■ Records
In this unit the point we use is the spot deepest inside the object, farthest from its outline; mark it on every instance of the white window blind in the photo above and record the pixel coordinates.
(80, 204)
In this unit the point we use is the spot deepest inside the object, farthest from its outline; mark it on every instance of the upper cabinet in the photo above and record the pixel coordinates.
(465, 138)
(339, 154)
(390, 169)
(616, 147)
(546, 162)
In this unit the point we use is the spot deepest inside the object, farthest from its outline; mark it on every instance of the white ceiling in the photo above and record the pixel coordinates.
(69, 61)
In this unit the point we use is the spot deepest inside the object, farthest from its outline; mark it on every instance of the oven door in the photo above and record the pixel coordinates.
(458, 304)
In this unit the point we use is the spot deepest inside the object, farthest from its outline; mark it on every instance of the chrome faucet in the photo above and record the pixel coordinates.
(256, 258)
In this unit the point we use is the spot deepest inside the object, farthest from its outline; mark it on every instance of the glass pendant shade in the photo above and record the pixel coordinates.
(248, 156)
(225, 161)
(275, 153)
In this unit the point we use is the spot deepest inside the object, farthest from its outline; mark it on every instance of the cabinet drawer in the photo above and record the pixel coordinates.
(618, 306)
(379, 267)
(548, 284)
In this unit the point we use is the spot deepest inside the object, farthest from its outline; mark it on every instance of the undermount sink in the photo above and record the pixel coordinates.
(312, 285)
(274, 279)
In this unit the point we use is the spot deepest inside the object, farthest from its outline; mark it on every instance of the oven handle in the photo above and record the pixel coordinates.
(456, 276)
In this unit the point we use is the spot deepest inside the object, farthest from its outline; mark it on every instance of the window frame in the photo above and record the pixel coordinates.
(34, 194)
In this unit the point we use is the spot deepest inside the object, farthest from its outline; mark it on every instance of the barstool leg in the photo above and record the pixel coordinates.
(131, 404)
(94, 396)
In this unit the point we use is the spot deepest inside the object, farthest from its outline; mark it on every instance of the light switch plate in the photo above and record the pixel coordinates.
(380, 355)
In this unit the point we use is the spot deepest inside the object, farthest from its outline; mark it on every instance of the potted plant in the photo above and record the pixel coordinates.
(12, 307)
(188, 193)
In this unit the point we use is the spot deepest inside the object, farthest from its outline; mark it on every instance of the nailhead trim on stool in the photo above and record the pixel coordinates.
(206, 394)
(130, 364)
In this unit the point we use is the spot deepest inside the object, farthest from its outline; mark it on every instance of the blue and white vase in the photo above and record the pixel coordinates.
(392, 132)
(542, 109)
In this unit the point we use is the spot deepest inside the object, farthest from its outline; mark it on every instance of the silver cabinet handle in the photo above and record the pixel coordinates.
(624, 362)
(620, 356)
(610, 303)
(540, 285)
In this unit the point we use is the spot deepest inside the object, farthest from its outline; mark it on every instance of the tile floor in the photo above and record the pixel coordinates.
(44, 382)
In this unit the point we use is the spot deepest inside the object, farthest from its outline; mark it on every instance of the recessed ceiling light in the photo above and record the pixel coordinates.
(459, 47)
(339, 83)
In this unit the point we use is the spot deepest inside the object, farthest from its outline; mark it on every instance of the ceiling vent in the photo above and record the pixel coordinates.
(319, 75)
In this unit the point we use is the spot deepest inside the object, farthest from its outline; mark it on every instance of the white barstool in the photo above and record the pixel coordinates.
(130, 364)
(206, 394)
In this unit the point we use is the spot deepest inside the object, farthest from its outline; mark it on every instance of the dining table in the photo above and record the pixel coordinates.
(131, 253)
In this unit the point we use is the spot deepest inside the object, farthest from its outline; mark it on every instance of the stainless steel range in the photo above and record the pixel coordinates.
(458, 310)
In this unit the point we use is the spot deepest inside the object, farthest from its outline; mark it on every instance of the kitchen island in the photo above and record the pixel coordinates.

■ WHAT TO DO
Return the line that contains "the white barstool" along with every line after it through the end of the entries, exactly, adding nothing.

■ RESPONSE TO THIS TASK
In this unit the point we use is the spot deepest inside the object, farthest from its outline; mark it on every instance of the white barstool in the photo above and record the pixel coordinates.
(130, 364)
(206, 394)
In this unit the point we use is the spot deepest inside the object, farthest from its outline; mark it on every instance of the dining table in the photo above and record the pixel coordinates.
(131, 253)
In this unit the point we use is the spot deepest inside the object, farthest from its outline; mark it on every instance of the stainless steel range in the photo above and record the pixel coordinates.
(458, 310)
In this unit the point we use is the spot deepest inside the object, farthest from its outline; mark it on every instance of the kitchen island in the photo above and record the pixel coordinates.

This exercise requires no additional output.